> _Work to be completed_
Look for "sign" in the records and copy every line that has it.

> _Region pointing data_
====
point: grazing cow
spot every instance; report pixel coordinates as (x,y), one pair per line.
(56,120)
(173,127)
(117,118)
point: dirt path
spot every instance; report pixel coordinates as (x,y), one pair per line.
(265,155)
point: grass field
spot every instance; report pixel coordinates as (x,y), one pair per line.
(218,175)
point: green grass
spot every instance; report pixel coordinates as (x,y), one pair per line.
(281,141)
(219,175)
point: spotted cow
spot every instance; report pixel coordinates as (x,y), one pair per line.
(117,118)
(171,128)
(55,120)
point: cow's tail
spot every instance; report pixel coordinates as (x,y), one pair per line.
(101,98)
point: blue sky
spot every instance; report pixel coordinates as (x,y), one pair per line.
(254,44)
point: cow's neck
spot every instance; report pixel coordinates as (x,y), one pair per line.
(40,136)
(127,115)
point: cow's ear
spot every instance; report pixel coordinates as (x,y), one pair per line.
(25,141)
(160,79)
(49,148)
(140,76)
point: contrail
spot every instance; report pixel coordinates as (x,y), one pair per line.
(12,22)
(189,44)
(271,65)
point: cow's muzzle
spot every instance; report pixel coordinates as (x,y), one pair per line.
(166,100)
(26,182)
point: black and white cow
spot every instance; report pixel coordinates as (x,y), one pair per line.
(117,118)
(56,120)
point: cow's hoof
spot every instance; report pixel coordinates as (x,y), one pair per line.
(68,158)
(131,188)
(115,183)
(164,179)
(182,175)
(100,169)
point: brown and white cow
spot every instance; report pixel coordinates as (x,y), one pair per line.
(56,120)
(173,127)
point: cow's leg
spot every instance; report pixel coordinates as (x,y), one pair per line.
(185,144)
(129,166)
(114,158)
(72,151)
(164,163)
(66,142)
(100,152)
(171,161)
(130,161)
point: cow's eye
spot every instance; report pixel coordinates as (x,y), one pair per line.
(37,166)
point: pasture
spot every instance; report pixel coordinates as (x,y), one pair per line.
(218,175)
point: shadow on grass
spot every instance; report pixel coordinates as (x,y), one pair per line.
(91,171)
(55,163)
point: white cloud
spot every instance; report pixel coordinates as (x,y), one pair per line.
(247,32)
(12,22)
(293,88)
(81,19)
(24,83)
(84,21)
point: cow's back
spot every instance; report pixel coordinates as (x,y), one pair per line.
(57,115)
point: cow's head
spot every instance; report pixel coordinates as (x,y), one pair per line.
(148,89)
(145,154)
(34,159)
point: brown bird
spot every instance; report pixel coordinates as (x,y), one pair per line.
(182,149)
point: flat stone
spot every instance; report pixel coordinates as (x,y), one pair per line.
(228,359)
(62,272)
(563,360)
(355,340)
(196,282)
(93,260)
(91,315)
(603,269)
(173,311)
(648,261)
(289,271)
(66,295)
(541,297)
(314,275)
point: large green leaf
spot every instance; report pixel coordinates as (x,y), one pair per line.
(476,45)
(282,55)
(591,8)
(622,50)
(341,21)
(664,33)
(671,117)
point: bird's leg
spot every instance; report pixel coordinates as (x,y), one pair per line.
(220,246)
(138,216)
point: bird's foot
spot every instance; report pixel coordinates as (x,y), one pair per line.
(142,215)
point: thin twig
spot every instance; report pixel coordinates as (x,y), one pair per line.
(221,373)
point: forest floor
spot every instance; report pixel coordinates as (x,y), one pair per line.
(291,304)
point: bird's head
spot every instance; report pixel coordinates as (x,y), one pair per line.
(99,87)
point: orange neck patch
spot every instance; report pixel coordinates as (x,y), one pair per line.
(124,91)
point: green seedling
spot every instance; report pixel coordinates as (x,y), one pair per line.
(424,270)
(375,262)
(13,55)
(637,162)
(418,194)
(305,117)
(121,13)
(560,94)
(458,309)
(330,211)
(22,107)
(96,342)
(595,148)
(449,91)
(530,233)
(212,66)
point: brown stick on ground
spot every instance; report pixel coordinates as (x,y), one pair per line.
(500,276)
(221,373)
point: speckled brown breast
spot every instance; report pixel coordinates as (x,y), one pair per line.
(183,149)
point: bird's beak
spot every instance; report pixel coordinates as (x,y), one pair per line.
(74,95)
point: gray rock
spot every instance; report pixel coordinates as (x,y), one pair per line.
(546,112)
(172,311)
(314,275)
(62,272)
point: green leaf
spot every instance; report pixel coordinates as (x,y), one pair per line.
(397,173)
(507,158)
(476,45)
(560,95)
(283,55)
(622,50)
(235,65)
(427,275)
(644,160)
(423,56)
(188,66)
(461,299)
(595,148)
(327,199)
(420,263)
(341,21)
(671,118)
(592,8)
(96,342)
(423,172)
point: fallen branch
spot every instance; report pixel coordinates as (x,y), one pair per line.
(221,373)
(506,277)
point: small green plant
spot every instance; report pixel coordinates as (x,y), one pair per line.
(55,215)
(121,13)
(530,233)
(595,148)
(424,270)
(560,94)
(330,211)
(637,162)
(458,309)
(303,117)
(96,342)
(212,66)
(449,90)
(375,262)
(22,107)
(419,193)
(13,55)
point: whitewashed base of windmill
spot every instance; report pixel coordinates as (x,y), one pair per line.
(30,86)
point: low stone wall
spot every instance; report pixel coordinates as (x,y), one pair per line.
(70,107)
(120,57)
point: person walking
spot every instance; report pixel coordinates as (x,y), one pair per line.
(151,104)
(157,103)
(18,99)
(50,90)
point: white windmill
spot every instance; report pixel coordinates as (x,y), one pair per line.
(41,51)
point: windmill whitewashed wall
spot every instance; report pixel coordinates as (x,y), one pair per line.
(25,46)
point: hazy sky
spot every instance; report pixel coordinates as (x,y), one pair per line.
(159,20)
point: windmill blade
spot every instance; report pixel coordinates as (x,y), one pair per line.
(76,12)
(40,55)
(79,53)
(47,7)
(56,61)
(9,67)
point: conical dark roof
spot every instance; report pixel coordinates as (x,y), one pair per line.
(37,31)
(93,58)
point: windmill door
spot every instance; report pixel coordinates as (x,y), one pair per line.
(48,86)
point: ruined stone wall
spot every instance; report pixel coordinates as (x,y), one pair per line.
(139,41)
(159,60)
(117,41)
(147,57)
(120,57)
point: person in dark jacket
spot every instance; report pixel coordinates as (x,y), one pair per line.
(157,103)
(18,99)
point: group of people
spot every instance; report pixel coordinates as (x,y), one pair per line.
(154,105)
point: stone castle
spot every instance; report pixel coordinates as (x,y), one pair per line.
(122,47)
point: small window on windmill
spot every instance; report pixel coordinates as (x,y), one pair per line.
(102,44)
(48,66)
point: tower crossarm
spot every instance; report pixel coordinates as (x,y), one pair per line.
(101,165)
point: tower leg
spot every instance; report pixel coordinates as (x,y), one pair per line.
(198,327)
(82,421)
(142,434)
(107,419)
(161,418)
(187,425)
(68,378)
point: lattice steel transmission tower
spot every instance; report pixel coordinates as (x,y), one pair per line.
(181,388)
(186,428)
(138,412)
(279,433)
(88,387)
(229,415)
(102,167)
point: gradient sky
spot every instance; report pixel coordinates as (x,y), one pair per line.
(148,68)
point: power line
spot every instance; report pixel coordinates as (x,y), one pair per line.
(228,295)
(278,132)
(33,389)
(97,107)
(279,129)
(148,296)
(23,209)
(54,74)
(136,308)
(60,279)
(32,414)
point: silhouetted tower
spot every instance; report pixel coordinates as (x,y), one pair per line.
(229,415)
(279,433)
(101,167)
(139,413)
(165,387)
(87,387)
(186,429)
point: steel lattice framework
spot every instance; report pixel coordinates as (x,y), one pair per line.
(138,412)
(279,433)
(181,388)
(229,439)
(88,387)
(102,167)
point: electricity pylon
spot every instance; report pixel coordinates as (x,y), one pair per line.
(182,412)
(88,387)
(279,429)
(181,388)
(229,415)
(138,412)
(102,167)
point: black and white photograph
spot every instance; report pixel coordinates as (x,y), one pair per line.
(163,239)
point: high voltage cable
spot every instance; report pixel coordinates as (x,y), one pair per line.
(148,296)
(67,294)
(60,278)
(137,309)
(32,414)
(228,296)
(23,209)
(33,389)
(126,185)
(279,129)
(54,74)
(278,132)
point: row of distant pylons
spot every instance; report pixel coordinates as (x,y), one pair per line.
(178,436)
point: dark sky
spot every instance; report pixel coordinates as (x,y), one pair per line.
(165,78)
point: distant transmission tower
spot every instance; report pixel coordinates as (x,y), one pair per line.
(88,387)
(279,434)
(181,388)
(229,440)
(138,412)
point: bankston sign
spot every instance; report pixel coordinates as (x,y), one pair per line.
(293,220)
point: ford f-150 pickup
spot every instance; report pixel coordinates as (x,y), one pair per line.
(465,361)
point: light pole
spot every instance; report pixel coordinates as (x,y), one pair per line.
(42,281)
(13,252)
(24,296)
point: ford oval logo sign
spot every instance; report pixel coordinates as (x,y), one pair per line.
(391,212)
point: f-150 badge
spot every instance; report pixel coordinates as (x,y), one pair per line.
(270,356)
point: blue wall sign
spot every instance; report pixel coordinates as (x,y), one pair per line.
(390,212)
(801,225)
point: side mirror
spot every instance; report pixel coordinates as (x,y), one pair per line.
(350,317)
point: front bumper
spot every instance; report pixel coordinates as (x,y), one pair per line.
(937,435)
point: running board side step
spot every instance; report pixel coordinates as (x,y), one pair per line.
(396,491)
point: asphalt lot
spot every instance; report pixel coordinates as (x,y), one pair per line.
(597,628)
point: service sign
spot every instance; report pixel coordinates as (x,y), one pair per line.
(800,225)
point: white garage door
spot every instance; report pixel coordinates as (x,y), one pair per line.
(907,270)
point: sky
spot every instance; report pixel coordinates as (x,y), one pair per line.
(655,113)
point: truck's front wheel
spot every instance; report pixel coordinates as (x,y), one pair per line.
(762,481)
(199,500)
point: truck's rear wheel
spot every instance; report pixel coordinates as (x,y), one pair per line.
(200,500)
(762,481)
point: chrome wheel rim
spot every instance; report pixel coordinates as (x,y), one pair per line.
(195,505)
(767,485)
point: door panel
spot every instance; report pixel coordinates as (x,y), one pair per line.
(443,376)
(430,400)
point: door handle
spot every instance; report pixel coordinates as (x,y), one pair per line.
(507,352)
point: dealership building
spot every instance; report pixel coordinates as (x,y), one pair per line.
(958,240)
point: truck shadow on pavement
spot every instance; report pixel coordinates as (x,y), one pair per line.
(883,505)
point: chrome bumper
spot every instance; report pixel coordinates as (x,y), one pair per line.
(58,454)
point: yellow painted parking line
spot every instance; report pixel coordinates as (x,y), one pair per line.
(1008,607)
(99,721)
====
> _Task result_
point: bankston sign
point: ford oval logo sign
point: blue wall sign
point: service sign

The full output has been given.